[REQUIRED ACTIONS]:
1. In the entries, starting at the first line and ending at the line containing "(1313, 115)", change "dark shorts" to "blue shorts". Give those lines again with nothing else altered.
2. Carry the thread about moving modules out of the base package forward past its final comment.

[TEXT PROVIDED]:
--------
Duncan is working on getting the new bytestring package into shape, and should be done comfortably before the GHC RC. At that point we'll remove Data.ByteString* from base and use that instead.

comment:7 Changed 12 years ago by igloo

Ready to go:

System.Console.GetOpt
---> new package getopt

Not ready:

Causes a unix<->process dependency loop:
System.Posix.Signals
--> unix (System.Cmd depends on it, but moves to new package process)

Not clear what to do with these:
 Control.Applicative
 Data.Foldable, Data.Traversable
 Data.Map, Data.IntMap, Data.Set, Data.IntSet
 Data.Sequence, Data.Tree
 Data.HashTable
 Data.Graph
 ---> new package collections? containers?  or split further?
      (dep. on array, generics, concurrent)
 Data.Array.*
 --> new package array (maybe; I'm slightly dubious here)
      (dep. on concurrent for Data.Array.Diff)

Needs the above to happen first:
 Data.Generics.*
 --> generics (maybe; Data class is defined for everything and is derivable)

Needs Data.Array.Diff to move out of base first:
Control.Concurrent.*, System.Timeout
--> new package concurrent

Needs concurrent to be done first:
Data.Unique
--> new package unique (dep on concurrent)

Will happen soon:
 Data.ByteString.*
 --> bytestring (dep. on base, generics, array)

Other modules we might move:
Text.Printf, Data.Monoid, System.CPUTime

Ross suggests System.Posix.Signal might belong in process too.

comment:8 Changed 12 years ago by simonmar

Regarding System.Posix.Signals, it looks like the unix->process dependency is bogus, the two internal bits that unix depends on:

import System.Process.Internals ( pPrPr_disableITimers, c_execvpe )

should be moved to the unix package, and then process can depend on unix. With any luck that will enable some bits of process to be cleaned up, too.

comment:9 Changed 12 years ago by duncan

Please, please can we keep the class interfaces in the same package as Monad, Functor etc. So that'd be Control.Applicative, Data.Foldable and Data.Traversable. Otherwise people will be highly dissuaded from making their data types instances of Applicative etc. Just imagine if Functor was not in the base package and people had to depend on another package specifically, noone would ever make their data types an instance of functor since people prefer to keep deps to a minimum. So common interfaces should stay relatively close to the root of the package dep tree, implementations can be further down.
--------
[INPUT DATA]:
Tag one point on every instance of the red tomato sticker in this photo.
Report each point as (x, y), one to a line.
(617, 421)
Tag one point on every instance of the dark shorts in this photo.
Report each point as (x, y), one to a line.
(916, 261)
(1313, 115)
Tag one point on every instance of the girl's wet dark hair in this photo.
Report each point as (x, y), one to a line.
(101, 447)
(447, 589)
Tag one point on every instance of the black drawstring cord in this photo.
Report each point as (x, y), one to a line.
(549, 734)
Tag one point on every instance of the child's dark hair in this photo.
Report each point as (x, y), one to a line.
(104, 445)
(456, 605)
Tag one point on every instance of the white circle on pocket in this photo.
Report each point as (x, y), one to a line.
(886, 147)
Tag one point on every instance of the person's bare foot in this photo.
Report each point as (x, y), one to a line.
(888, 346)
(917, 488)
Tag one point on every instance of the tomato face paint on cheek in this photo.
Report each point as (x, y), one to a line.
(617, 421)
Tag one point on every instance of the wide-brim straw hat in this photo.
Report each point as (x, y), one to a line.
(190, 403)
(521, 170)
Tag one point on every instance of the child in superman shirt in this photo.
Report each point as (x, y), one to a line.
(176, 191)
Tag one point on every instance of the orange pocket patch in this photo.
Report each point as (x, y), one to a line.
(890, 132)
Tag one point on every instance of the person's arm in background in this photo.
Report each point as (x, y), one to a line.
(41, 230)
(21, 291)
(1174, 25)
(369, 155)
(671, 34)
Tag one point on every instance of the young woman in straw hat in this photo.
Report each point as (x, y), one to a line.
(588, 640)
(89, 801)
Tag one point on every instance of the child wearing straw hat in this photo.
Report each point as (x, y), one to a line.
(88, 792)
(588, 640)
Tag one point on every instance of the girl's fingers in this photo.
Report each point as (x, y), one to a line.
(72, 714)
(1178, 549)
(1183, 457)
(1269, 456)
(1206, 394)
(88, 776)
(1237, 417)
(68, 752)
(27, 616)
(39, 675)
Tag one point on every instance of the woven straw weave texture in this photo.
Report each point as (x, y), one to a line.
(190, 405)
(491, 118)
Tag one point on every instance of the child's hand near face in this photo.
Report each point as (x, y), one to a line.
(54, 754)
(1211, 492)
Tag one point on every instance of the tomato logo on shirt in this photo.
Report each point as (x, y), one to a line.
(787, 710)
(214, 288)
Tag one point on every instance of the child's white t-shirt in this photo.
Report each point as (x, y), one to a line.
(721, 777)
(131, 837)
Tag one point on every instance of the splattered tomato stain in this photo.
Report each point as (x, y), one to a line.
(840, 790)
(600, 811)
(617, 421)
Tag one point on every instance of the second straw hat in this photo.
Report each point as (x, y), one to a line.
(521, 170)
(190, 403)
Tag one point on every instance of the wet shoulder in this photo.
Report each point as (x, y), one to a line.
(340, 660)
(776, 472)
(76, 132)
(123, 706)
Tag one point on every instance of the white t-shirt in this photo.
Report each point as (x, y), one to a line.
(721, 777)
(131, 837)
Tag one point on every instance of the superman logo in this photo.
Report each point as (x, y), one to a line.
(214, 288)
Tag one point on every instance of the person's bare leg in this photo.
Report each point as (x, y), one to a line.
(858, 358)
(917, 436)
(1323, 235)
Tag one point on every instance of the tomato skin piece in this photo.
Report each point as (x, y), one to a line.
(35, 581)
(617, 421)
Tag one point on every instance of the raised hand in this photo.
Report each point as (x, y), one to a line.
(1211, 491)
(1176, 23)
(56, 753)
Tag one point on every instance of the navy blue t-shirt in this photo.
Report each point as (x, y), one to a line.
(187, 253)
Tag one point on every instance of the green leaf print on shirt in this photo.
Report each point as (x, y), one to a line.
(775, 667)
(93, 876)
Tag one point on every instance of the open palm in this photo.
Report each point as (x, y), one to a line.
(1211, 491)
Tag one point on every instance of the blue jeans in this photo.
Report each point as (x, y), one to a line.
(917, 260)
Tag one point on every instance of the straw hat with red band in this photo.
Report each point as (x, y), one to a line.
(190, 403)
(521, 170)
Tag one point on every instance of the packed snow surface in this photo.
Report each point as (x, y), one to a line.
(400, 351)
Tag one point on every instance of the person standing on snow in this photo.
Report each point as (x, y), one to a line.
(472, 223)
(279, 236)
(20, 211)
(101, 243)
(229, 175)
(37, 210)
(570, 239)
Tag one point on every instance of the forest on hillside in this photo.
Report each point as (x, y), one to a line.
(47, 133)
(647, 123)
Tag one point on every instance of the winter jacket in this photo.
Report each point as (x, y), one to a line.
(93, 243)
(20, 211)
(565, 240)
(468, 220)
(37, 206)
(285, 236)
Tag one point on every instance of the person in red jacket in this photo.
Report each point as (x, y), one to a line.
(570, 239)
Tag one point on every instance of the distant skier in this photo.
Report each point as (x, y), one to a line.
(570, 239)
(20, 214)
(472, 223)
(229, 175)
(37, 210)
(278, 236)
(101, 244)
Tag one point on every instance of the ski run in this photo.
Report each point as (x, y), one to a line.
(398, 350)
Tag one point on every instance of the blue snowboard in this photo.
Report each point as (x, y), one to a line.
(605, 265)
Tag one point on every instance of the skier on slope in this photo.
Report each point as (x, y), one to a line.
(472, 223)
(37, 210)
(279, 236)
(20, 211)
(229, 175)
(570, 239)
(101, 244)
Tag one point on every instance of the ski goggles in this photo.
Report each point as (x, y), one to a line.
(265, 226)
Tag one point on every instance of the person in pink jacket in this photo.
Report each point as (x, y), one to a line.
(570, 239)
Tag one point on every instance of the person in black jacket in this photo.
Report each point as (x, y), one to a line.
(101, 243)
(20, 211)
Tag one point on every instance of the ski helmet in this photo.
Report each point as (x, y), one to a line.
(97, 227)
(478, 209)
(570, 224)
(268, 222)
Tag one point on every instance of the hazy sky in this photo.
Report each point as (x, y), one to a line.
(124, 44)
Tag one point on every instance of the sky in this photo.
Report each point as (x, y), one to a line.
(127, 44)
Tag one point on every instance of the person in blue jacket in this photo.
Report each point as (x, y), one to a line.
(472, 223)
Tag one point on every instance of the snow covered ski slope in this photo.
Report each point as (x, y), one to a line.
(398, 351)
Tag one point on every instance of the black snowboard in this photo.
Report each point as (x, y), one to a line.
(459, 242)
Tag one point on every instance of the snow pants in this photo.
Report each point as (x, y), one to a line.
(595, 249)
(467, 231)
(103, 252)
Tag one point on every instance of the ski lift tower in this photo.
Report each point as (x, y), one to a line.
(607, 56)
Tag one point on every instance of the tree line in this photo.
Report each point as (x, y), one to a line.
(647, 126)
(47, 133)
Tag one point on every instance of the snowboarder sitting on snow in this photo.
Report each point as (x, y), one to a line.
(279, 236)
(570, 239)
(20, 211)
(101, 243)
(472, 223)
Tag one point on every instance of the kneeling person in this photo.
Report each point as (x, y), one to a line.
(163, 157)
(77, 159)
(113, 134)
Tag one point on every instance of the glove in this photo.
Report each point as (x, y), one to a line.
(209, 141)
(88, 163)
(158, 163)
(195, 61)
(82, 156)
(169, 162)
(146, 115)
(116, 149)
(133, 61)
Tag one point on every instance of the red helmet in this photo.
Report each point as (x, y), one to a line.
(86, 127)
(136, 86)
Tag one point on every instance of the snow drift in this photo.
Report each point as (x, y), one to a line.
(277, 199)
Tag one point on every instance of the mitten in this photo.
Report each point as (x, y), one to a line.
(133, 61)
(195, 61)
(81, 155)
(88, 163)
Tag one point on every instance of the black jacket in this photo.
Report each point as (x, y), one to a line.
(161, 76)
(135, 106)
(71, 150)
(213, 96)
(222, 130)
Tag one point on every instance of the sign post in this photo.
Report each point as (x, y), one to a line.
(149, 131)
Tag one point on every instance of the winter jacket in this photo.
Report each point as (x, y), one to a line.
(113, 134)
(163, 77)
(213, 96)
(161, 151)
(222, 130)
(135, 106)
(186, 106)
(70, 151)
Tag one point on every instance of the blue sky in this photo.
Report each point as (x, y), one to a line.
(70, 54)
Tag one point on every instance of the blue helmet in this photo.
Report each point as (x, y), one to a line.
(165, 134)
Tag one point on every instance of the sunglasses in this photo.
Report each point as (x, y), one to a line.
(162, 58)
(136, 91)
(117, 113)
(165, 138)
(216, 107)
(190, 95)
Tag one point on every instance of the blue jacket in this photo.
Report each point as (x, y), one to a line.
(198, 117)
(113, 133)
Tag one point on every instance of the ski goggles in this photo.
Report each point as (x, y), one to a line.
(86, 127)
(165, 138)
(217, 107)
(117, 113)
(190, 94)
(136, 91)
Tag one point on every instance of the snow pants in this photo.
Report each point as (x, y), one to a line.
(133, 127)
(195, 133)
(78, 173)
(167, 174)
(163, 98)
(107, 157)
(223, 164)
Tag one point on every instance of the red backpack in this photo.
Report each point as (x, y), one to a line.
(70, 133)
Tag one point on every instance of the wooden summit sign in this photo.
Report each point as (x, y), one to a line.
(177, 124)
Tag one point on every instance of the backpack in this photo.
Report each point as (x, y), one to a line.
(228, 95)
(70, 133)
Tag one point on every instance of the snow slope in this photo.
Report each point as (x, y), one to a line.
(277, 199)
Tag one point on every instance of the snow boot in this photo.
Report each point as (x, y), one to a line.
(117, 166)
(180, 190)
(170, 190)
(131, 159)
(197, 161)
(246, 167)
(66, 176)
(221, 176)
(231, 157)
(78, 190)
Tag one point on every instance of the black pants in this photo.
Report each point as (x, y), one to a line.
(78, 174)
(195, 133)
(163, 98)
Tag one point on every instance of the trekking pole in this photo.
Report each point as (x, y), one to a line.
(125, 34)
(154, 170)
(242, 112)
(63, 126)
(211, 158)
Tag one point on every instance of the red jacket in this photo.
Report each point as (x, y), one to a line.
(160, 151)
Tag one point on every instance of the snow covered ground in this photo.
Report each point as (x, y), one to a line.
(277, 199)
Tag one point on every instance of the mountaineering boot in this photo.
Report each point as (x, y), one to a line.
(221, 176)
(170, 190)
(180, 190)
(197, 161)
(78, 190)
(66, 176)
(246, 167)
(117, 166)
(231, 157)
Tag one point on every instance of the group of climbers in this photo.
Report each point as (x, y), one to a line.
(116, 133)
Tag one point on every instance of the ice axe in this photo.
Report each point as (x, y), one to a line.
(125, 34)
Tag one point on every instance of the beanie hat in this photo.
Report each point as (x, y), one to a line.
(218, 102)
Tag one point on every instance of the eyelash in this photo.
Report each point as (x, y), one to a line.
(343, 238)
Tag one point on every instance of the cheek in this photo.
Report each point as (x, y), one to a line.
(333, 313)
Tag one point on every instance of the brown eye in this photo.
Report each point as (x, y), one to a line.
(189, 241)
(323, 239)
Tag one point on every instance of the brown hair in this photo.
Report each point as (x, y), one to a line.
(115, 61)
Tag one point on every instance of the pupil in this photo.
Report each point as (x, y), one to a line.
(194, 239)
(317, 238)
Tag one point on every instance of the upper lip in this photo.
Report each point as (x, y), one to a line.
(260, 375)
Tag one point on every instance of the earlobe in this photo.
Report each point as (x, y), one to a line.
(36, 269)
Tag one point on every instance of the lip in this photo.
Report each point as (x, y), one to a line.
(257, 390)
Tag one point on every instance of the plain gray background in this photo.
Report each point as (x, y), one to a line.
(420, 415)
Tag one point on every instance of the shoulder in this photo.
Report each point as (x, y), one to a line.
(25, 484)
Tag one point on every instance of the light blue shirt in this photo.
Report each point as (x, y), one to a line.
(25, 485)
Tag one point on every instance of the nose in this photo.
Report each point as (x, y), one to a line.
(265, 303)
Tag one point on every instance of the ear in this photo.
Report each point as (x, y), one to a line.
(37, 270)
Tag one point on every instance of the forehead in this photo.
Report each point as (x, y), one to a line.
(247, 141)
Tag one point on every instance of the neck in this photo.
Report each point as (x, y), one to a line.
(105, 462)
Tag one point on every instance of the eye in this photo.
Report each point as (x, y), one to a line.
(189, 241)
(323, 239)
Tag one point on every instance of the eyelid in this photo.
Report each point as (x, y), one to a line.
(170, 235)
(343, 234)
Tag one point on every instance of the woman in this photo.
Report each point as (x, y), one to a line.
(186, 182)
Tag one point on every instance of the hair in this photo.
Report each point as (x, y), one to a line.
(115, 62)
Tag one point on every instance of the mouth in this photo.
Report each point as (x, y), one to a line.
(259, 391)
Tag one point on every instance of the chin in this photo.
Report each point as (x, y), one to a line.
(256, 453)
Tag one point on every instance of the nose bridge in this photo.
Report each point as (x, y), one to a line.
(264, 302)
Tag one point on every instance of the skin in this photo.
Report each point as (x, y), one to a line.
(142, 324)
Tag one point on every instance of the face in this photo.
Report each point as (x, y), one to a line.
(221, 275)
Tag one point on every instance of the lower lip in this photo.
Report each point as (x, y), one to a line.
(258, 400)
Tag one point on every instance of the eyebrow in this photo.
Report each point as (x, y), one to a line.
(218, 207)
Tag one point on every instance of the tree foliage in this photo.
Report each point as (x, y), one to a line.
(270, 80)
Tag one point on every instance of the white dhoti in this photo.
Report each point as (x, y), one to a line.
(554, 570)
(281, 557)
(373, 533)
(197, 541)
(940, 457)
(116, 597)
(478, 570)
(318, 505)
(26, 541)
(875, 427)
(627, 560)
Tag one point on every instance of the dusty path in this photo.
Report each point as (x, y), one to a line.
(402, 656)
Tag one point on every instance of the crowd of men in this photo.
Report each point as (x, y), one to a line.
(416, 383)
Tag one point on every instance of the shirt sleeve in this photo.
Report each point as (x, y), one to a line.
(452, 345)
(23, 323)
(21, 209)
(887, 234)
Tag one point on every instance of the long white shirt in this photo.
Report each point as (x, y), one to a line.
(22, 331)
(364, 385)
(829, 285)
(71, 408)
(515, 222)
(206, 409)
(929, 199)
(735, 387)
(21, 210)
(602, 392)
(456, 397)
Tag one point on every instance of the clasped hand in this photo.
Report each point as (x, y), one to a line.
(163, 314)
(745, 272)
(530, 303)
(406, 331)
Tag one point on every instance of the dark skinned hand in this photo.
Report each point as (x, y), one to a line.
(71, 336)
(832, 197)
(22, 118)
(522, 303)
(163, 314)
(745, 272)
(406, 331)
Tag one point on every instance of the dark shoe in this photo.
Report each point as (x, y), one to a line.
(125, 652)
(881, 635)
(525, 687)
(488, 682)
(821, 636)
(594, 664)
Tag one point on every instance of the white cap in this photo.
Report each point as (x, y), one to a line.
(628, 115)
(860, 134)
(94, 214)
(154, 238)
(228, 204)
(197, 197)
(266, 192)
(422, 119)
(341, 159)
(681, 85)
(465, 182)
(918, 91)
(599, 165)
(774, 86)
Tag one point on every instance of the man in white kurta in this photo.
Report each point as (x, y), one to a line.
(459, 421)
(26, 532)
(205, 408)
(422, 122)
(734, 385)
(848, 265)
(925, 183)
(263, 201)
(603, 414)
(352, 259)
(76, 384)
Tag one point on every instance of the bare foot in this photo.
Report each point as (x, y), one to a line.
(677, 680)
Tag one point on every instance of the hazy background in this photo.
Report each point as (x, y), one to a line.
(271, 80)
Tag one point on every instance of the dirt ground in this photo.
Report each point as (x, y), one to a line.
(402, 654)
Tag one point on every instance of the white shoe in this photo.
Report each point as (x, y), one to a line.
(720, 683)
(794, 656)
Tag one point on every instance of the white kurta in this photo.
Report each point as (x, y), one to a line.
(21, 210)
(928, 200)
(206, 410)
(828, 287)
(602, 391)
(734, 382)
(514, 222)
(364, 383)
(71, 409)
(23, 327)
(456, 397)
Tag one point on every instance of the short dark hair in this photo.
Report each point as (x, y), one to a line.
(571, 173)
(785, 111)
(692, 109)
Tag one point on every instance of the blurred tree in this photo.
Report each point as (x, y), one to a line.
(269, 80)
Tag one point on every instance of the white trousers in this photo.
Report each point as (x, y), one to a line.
--------
[RESULTS OF THE TASKS]:
1.
Tag one point on every instance of the red tomato sticker in this photo.
Report each point as (x, y), one to a line.
(617, 421)
Tag one point on every instance of the blue shorts in this photo.
Report each point as (x, y), one to a line.
(916, 261)
(1313, 115)

2.
So moving the concrete implementations Map, Set, etc etc to a data/collections package is fine of course.

comment:10 Changed 12 years ago by igloo

Milestone: 6.86.1

We're about as far as we're going to get for 6.8 now, so moving to milestone 6.10.

comment:11 Changed 11 years ago by igloo

This is currently more-or-less blocked on "extensible exceptions", as that should get rid of most of the circular import problems.

comment:12 Changed 11 years ago by igloo

Component: Compilerlibraries/base

comment:13 Changed 11 years ago by simonmar

Priority: highnormal

Not essential for 6.10.1.

comment:14 Changed 11 years ago by igloo

Updated proposal. I'll attach packagegraph.png showing the package deps.

This block is mostly as before, except timeout has to be in its own package so that unique can sit in the middle:

timeout:        System.Timeout

unique:         Data.Unique

concurrent:     Control.Concurrent
                Control.Concurrent.Chan
                Control.Concurrent.MVar
                Control.Concurrent.QSem
                Control.Concurrent.QSemN
                Control.Concurrent.SampleVar

st can be pulled out:

st:             Control.Monad.ST
                Control.Monad.ST.Lazy
                Control.Monad.ST.Strict
                Data.STRef
                Data.STRef.Lazy
                Data.STRef.Strict

control should probably actually be merged with containers, but making it its own package made my experimenting simpler:

control:        Control.Applicative
                Data.Foldable
                Data.Monoid
                Data.Traversable

ghc-exts:       GHC.Exts
                GHC.PArr

The System.Mem modules don't really seem to fit here, but I didn't have anywhere better to put them, and they are under System after all.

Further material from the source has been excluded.